Image point grounding data
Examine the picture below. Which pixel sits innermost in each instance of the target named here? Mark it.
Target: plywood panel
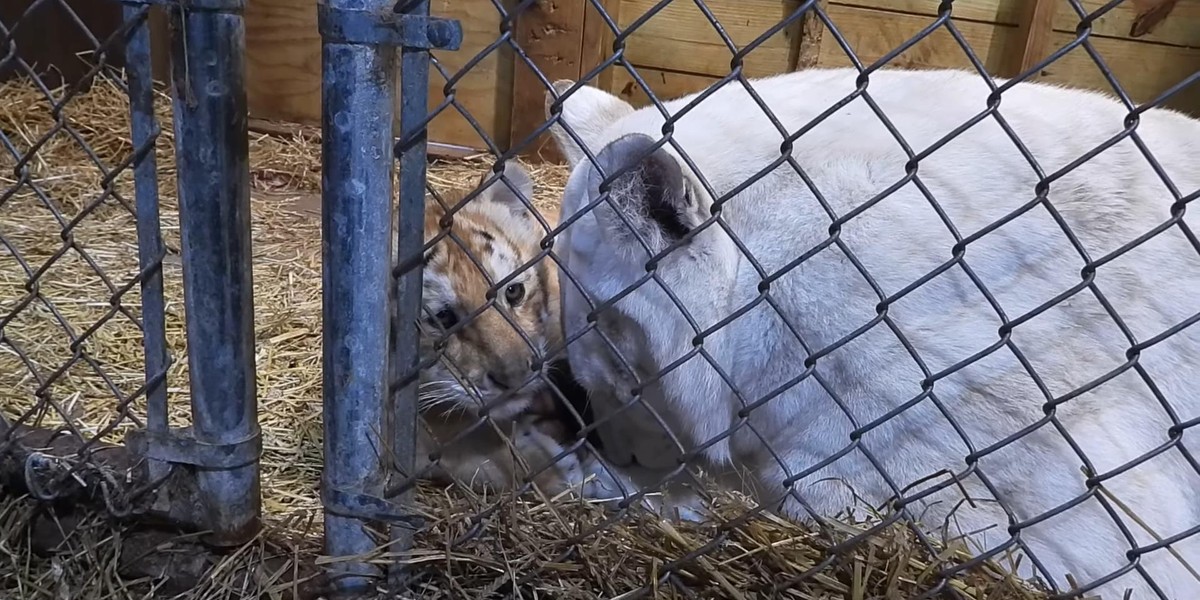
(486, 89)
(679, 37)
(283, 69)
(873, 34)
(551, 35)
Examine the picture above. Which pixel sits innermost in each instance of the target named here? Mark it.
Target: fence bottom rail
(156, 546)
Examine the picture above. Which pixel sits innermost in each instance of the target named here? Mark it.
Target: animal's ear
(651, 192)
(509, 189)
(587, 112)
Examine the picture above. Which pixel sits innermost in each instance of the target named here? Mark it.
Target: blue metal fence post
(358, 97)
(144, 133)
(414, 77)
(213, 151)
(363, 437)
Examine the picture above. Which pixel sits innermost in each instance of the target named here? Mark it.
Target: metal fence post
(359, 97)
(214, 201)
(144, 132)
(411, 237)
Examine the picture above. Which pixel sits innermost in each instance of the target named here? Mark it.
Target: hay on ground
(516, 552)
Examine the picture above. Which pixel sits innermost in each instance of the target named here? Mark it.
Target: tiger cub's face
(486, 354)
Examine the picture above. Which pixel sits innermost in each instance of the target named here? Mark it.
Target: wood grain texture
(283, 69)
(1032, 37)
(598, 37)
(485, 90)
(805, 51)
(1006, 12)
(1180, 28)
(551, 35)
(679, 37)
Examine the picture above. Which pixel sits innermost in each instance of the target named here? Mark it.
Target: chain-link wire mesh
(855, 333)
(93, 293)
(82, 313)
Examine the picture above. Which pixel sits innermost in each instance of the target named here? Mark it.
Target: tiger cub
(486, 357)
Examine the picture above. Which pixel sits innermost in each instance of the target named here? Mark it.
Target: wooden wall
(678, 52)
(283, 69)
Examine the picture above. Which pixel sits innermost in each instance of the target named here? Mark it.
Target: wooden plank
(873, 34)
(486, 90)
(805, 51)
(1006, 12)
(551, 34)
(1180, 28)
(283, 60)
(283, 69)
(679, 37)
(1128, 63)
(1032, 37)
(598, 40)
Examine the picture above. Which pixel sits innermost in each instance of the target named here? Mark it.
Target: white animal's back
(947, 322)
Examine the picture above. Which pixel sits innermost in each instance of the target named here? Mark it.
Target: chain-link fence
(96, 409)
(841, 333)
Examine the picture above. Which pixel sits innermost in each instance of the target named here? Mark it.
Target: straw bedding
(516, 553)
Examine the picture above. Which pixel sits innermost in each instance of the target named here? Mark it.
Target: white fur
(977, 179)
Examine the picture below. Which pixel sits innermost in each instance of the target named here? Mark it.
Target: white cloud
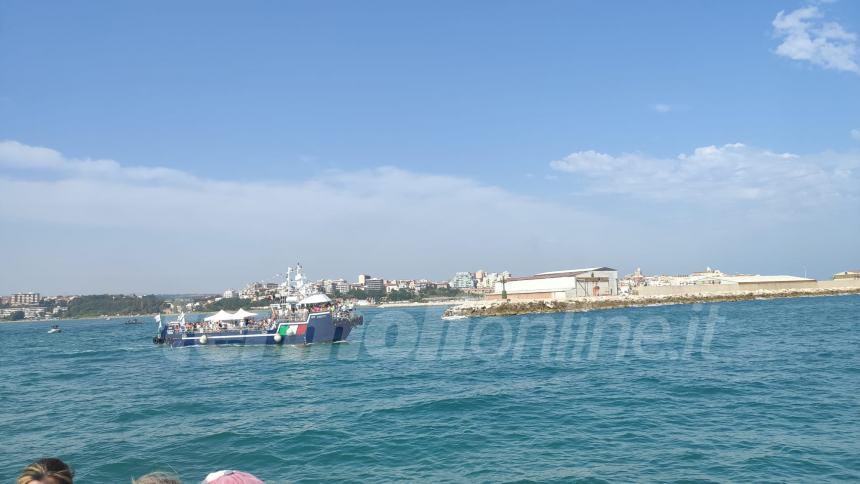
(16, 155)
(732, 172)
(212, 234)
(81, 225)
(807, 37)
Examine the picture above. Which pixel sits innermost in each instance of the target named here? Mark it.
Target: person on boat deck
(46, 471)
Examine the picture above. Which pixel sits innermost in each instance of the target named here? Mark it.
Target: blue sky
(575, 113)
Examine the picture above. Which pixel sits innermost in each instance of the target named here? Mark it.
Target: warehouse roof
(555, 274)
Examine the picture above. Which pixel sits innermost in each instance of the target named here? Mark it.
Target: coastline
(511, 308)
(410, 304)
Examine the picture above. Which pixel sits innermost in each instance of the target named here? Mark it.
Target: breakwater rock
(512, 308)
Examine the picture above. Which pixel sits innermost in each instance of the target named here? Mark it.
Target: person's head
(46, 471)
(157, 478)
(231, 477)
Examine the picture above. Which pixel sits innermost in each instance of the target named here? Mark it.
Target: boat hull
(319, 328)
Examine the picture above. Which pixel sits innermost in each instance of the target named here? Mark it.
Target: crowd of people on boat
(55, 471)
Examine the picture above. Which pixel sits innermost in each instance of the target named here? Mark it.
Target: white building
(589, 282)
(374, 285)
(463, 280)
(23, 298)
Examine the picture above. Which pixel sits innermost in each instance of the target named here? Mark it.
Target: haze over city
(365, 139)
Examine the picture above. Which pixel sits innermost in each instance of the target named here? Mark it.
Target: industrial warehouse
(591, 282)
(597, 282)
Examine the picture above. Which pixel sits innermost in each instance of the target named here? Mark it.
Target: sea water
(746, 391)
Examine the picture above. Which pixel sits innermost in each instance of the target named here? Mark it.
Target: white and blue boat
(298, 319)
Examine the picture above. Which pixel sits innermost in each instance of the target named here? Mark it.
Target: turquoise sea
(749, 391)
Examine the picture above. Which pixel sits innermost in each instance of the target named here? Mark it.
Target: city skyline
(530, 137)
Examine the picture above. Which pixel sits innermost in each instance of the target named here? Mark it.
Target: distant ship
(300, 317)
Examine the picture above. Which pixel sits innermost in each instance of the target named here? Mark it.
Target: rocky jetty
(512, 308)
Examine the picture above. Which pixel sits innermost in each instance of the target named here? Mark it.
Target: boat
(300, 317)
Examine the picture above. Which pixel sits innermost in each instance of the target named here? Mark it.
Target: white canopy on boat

◆ Your goal
Would you retype all the lines shown above, exactly as written and without any picture?

◆ Result of this exercise
Examine the picture below. Which pixel sits innermost in each instance of the target named here? Mark it.
Target: plywood panel
(486, 89)
(679, 37)
(283, 69)
(873, 34)
(551, 35)
Examine the picture above. Which pixel sits innermost in each instance of the target named here? Mark it.
Target: fence bottom rail
(156, 546)
Examine the picture above. Which pixel sits innermost in each instance of the target named here? Mark it.
Target: animal's ear
(651, 192)
(509, 189)
(587, 112)
Examine the picture above. Which pixel sits innermost in each instance of the target named here? Mark it.
Target: blue metal fence post
(358, 97)
(144, 133)
(414, 77)
(213, 151)
(363, 437)
Examine the picture above. Which pixel sits innermost in each instance of the target named here? Mark it.
Target: metal fence post
(359, 97)
(214, 201)
(144, 132)
(411, 237)
Examine the picture above. Which pixel sits innermost in each instance of the target named here? Mark it.
Target: hay on ground
(516, 552)
Examine the picture above. Which pixel sits innermost in each instance of the target named here? Mark it.
Target: tiger cub's face
(486, 354)
Examine the picture above. Which pixel sits innermost in each instance of the target named here? Mark it.
Target: wood grain texture
(283, 69)
(1032, 37)
(598, 37)
(485, 90)
(805, 51)
(1006, 12)
(1180, 28)
(551, 35)
(679, 37)
Examine the picture above. Which pixel sits innermost in each instance of the target named here? Mark it.
Target: chain-link wire mesh
(855, 333)
(93, 293)
(82, 313)
Examine the picture above. Which pixel sits innermost in each instance of the target named here? Mark it.
Target: tiger cub
(486, 357)
Examine the picture above. Which pixel sits innermost in each instance of the target named here? Mark it.
Target: wooden wall
(678, 52)
(283, 69)
Examine the picture above. Which pixel sits innermost in each instance of the target named here? Mark it.
Target: wooden plank
(873, 34)
(486, 90)
(805, 51)
(1006, 12)
(551, 34)
(1180, 28)
(283, 60)
(283, 69)
(679, 37)
(1128, 63)
(1032, 37)
(598, 40)
Examine the picture above. Which pixel sits innermost in each instance of the target named here? Mark it.
Target: white animal's back
(947, 322)
Examine the picture above. Which pixel sits innermost in each instance of the target named here? Mark it.
Target: chain-link fence
(96, 409)
(841, 333)
Examine the picture above. Which pixel sits innermost in each instance of the target named here? Mark it.
Target: straw bedding
(516, 553)
Examine the picture above. Which pixel sits innermost in each instance of the target named here? Mark it.
Target: white fur
(977, 179)
Examine the picture below. Which pixel sits innermost in each instance of the target named here? Mark it.
Target: white cloud
(16, 155)
(732, 172)
(212, 234)
(81, 225)
(807, 37)
Examine the picture above. Which pixel sits innermost in each instance of the target named here? Mark it.
Target: person on boat deck
(46, 471)
Examine the picture above. Which pixel sits innermost in each instance of the target named here? Mark it.
Target: blue sky
(575, 113)
Examine the picture above. Which pixel sits innermost in each instance of the target named here? Mark it.
Target: warehouse roof
(555, 274)
Examine the picture above. Which pixel sits innermost in each instance of the target named here? Mark it.
Target: coastline
(511, 308)
(410, 304)
Examine the picture above. Which pixel sits innermost in each instance of the target named here? Mark it.
Target: breakwater rock
(512, 308)
Examine the picture above. Which pixel sits innermost in each instance of the target named here? Mark it.
Target: person's head
(46, 471)
(157, 478)
(231, 477)
Examine the picture above. Which pixel sits innermost in each instance of the target named here? Mark it.
Target: boat hull
(319, 328)
Examine the picture above. Which pixel sits innermost in each instance of the target named here? Mark it.
Target: crowd of people on boat
(55, 471)
Examine the picture above. Which pixel sits innermost in each instance of the target named here? Mark it.
Target: white building
(589, 282)
(374, 285)
(463, 280)
(23, 298)
Examine the picture above. Which pixel sits innermost in each instance of the target named here? Mark it.
Target: haze over city
(365, 139)
Examine the picture above. Which pixel sits innermost in each instance of the target named here? Mark it.
Target: industrial warehouse
(591, 282)
(597, 282)
Examine the picture above. Which pixel sits innermost in each instance of the target named here? Mark it.
Target: sea water
(746, 391)
Examine the picture above. Which pixel sits innermost in each instance of the target named here? Mark it.
Target: white and blue boat
(298, 319)
Examine the picture above. Which pixel sits innermost in each instance of the target named here? Mark it.
Target: turquoise sea
(749, 391)
Examine the picture above. Which pixel sits innermost in each instance of the target named here? Mark it.
Target: city skyline
(530, 137)
Examine the picture above. Which pixel sits innermost in each instance of the target named here? Mark it.
Target: distant ship
(300, 317)
Examine the picture above. Which pixel sits innermost in each instance of the target named here? Mark it.
Target: rocky jetty
(512, 308)
Examine the picture above. Which pixel sits innermost in each instance of the target named here? Mark it.
Target: boat
(300, 317)
Examine the picture above. Which pixel sits innermost in each instance of the target named here? Mark it.
Target: white canopy on boat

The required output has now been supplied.